■ **Data provided**
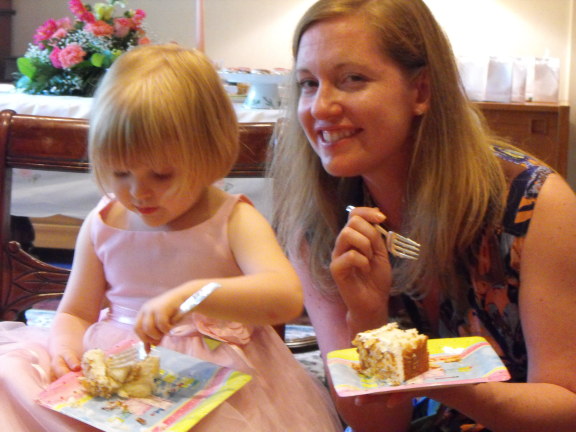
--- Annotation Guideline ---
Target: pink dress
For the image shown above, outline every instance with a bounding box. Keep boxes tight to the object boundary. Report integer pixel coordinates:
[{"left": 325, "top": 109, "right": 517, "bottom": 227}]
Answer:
[{"left": 0, "top": 195, "right": 342, "bottom": 432}]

■ **Exercise details**
Reproduce the lines above with "pink dress" swapped for "blue dress" and everything else unchanged. Omit the picture from your output.

■ **Right answer**
--- Annotation Guideline ---
Target: blue dress
For the image shown above, outline every instance with a bounding box. Keep boxes tight to the object boundary. Report integer pixel coordinates:
[{"left": 325, "top": 109, "right": 517, "bottom": 227}]
Answer:
[{"left": 0, "top": 195, "right": 342, "bottom": 432}]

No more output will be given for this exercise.